- [TEXT TO READ]:

++++++

Preparation With Slicing can help you remove the silent parts and slice the audio for stable training.
0. Preparation With Slicing
Please place your original dataset in the dataset_slice
directory.
The original audios can be in any waveformat which should be specified in the command line. You can designate the length of slices you want, the unit of slice_size is milliseconds. The default wavformat and slice_size is mp3 and 10000 respectively.
python preparation_slice.py -w your_wavformat -s slice_size
1. Preparation Without Slicing
You can just place the dataset in the dataset_raw
directory with the following file structure:
dataset_raw
├───speaker0
│ ├───xxx1-xxx1.wav
│ ├───...
│ └───Lxx-0xx8.wav
└───speaker1
├───xx2-0xxx2.wav
├───...
└───xxx7-xxx007.wav
Preprocessing
1. Resample to 24000Hz and mono
python preprocessing1_resample.py -n num_process
num_process is the number of processes, the default num_process is 5.

++++++

- [MATERIAL PROVIDED]:

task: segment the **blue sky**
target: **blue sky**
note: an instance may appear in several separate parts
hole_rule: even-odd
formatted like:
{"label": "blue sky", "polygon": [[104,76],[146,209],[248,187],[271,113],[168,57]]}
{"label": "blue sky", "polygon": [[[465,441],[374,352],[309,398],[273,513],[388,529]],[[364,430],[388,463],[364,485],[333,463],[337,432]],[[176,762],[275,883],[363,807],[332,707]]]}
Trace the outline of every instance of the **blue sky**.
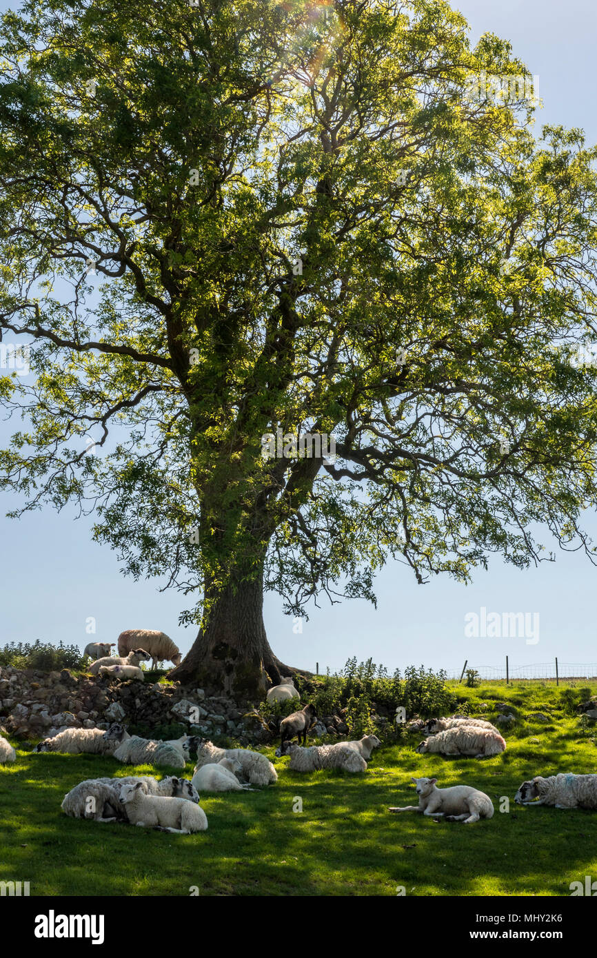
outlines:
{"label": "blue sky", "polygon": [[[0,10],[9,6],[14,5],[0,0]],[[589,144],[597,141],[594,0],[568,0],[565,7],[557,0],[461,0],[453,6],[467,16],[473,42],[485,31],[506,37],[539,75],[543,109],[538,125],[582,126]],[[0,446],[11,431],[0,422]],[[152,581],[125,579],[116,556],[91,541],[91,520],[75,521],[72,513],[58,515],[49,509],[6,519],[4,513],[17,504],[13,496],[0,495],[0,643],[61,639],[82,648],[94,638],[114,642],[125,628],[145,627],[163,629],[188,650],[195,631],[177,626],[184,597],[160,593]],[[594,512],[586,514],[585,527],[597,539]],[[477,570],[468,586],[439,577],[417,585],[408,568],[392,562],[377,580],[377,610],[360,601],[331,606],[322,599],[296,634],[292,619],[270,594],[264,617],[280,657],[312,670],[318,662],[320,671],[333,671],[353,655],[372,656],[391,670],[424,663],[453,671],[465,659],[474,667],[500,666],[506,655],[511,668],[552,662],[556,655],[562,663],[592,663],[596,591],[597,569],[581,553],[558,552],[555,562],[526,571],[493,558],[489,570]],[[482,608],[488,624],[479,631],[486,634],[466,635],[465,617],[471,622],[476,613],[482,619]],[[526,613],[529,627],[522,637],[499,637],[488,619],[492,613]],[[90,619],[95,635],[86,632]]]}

++++++

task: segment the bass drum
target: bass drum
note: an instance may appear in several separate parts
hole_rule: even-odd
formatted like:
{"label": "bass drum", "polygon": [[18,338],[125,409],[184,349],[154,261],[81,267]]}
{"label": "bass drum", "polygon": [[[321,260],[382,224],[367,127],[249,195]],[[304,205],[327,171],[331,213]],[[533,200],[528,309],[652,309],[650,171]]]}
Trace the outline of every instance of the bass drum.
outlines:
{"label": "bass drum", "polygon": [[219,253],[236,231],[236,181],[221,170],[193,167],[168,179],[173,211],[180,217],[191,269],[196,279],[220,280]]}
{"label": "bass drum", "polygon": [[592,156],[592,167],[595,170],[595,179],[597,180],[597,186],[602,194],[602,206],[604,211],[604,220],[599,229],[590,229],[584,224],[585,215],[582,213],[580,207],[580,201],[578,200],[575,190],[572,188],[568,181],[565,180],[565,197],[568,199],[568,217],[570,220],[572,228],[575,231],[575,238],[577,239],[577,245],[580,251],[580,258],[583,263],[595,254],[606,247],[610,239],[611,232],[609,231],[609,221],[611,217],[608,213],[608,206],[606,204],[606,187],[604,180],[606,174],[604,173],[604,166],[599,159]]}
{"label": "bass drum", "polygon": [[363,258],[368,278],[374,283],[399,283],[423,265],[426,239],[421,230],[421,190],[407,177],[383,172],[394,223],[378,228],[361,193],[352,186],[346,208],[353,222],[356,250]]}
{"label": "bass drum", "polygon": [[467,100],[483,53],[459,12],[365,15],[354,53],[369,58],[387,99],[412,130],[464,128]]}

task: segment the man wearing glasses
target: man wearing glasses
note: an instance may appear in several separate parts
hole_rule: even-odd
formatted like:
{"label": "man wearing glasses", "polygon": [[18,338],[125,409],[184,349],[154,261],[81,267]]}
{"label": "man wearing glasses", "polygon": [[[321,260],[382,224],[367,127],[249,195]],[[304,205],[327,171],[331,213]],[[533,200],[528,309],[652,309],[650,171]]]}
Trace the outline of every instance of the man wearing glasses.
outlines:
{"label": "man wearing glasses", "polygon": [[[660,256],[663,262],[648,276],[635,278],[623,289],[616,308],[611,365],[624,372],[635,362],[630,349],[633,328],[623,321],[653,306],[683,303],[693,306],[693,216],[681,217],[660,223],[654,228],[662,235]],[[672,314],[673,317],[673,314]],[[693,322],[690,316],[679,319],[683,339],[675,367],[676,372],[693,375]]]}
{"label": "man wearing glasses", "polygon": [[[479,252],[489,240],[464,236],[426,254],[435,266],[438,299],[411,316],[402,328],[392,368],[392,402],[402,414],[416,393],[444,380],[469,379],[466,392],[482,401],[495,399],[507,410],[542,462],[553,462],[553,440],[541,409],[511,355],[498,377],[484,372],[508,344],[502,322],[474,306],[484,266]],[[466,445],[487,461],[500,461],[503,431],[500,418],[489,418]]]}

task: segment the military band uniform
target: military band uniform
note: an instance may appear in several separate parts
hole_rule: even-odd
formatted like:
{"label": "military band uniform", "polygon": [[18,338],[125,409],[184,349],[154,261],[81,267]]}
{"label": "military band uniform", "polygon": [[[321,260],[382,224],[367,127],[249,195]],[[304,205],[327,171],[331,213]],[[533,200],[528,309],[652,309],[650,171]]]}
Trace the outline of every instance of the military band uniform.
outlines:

++++++

- [CHALLENGES]:
a - Return the passage of the dataset preparation text from "0. Preparation With" to "and 10000 respectively.", copied word for word.
b - Answer these questions using the dataset preparation text:
(i) In what unit is slice_size given?
(ii) To what sample rate does the first preprocessing step resample the audio?
(iii) What is the default value of num_process?

- [ANSWERS FOR THIS EXERCISE]:
a -
0. Preparation With Slicing
Please place your original dataset in the dataset_slice
directory.
The original audios can be in any waveformat which should be specified in the command line. You can designate the length of slices you want, the unit of slice_size is milliseconds. The default wavformat and slice_size is mp3 and 10000 respectively.

b -
(i) Milliseconds.
(ii) 24000Hz, in mono.
(iii) 5.